Transcribe each line of the data below, keeping every character unchanged.

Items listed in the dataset
______________________________

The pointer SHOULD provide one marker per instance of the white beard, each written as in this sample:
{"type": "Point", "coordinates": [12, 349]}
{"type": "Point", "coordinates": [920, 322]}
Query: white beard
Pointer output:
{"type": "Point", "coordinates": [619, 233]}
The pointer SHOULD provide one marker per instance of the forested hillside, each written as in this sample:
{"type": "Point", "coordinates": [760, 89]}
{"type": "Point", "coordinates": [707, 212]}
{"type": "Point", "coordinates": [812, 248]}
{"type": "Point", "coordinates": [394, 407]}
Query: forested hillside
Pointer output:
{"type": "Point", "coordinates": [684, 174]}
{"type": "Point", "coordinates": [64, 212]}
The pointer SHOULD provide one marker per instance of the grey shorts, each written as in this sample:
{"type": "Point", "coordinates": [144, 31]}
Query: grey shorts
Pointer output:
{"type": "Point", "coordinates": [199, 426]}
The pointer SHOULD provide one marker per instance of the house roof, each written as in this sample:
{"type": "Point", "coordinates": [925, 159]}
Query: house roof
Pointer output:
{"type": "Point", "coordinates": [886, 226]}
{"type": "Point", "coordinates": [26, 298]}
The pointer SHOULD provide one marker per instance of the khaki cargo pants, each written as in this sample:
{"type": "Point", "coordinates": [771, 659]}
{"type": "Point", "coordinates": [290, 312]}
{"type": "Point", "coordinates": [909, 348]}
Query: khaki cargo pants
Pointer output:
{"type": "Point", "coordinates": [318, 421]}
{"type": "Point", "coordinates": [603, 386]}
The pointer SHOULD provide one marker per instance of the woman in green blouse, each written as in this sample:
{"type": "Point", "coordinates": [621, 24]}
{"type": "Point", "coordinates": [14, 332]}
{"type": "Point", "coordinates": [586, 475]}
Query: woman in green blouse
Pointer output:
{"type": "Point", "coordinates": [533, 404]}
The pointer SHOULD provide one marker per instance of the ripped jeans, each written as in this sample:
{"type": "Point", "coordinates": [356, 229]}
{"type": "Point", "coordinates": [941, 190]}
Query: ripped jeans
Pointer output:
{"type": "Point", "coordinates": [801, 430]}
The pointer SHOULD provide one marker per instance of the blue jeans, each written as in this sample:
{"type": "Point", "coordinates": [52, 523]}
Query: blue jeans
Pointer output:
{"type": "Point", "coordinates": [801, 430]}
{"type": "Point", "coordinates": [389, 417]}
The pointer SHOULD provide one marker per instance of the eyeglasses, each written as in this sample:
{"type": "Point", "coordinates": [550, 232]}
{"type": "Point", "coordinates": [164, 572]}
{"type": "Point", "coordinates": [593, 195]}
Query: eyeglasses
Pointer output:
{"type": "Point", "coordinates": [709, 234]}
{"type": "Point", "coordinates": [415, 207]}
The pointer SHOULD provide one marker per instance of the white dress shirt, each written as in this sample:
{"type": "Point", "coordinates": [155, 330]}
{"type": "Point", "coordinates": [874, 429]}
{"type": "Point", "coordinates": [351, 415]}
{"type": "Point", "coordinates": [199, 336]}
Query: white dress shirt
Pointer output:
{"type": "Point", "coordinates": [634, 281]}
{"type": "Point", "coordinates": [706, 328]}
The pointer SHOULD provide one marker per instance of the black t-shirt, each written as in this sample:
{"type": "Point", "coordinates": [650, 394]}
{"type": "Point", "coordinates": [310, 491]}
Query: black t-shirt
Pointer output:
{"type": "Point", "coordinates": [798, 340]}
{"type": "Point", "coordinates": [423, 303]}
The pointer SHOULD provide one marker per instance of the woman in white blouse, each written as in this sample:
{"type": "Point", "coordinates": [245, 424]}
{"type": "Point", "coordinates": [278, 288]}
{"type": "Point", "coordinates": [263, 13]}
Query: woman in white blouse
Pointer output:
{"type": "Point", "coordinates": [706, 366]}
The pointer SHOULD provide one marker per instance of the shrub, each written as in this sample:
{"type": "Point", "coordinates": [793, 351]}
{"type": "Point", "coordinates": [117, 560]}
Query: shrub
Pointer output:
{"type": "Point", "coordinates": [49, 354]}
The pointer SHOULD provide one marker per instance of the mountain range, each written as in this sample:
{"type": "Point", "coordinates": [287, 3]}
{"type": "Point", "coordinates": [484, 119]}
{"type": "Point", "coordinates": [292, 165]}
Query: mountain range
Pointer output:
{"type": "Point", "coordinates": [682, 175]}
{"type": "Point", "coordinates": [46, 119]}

______________________________

Written answer.
The pointer SHOULD provide one marker per instance of the white beard, each written as in this sample:
{"type": "Point", "coordinates": [12, 349]}
{"type": "Point", "coordinates": [920, 322]}
Query: white beard
Pointer output:
{"type": "Point", "coordinates": [619, 233]}
The pointer SHOULD provide one marker per instance of the forested hillside, each written as in this sample:
{"type": "Point", "coordinates": [760, 89]}
{"type": "Point", "coordinates": [707, 212]}
{"type": "Point", "coordinates": [812, 248]}
{"type": "Point", "coordinates": [394, 407]}
Query: forested hillside
Pointer output:
{"type": "Point", "coordinates": [684, 174]}
{"type": "Point", "coordinates": [64, 212]}
The pointer SHOULD provide one marker per instance of the grey shorts, each written as in this sample:
{"type": "Point", "coordinates": [144, 31]}
Query: grey shorts
Pointer output:
{"type": "Point", "coordinates": [199, 426]}
The pointer SHOULD provide one marker per instance of the house roof, each written as in this sample:
{"type": "Point", "coordinates": [925, 159]}
Query: house roof
Pointer output:
{"type": "Point", "coordinates": [886, 226]}
{"type": "Point", "coordinates": [26, 298]}
The pointer SHOULD provide one marker per instance of the khaki cargo pants, each written as in this sample:
{"type": "Point", "coordinates": [771, 659]}
{"type": "Point", "coordinates": [290, 312]}
{"type": "Point", "coordinates": [909, 348]}
Query: khaki cargo pants
Pointer output:
{"type": "Point", "coordinates": [318, 421]}
{"type": "Point", "coordinates": [603, 386]}
The pointer SHOULD provide one marker per instance of the woman in green blouse, each written as in this sample:
{"type": "Point", "coordinates": [621, 24]}
{"type": "Point", "coordinates": [14, 332]}
{"type": "Point", "coordinates": [586, 475]}
Query: woman in green blouse
Pointer output:
{"type": "Point", "coordinates": [533, 404]}
The pointer SHOULD provide one marker per instance of the ripped jeans, each written as in this sample:
{"type": "Point", "coordinates": [356, 229]}
{"type": "Point", "coordinates": [941, 190]}
Query: ripped jeans
Pointer output:
{"type": "Point", "coordinates": [801, 430]}
The pointer SHOULD provide one marker per instance of the blue jeans, each written as in this sample:
{"type": "Point", "coordinates": [52, 523]}
Query: blue jeans
Pointer output:
{"type": "Point", "coordinates": [801, 430]}
{"type": "Point", "coordinates": [389, 417]}
The pointer SHOULD provide one marker per instance of the eyeglasses, each written as in this sample:
{"type": "Point", "coordinates": [550, 232]}
{"type": "Point", "coordinates": [164, 572]}
{"type": "Point", "coordinates": [593, 195]}
Query: eyeglasses
Pointer output:
{"type": "Point", "coordinates": [709, 234]}
{"type": "Point", "coordinates": [415, 207]}
The pointer SHOULD provide one marker per instance of the white dress shirt, each written as in this sample:
{"type": "Point", "coordinates": [155, 330]}
{"type": "Point", "coordinates": [874, 429]}
{"type": "Point", "coordinates": [351, 415]}
{"type": "Point", "coordinates": [199, 336]}
Query: white dress shirt
Pointer output:
{"type": "Point", "coordinates": [634, 281]}
{"type": "Point", "coordinates": [706, 328]}
The pointer SHOULD provide one marker per instance of the black t-shirt, each written as in this sample:
{"type": "Point", "coordinates": [650, 394]}
{"type": "Point", "coordinates": [310, 491]}
Query: black t-shirt
Pointer output:
{"type": "Point", "coordinates": [798, 340]}
{"type": "Point", "coordinates": [423, 303]}
The pointer SHOULD provide one marker per instance of the woman in white blouse, each written as in this sample:
{"type": "Point", "coordinates": [245, 424]}
{"type": "Point", "coordinates": [278, 288]}
{"type": "Point", "coordinates": [263, 13]}
Query: woman in white blouse
Pointer output:
{"type": "Point", "coordinates": [706, 366]}
The pointer SHOULD provide one marker per instance of the shrub, each written as in this sample:
{"type": "Point", "coordinates": [793, 351]}
{"type": "Point", "coordinates": [117, 560]}
Query: shrub
Pointer output:
{"type": "Point", "coordinates": [49, 354]}
The pointer SHOULD provide one marker per instance of the mountain range, each written as in this sample:
{"type": "Point", "coordinates": [287, 3]}
{"type": "Point", "coordinates": [484, 119]}
{"type": "Point", "coordinates": [292, 165]}
Query: mountain range
Pointer output:
{"type": "Point", "coordinates": [682, 175]}
{"type": "Point", "coordinates": [46, 119]}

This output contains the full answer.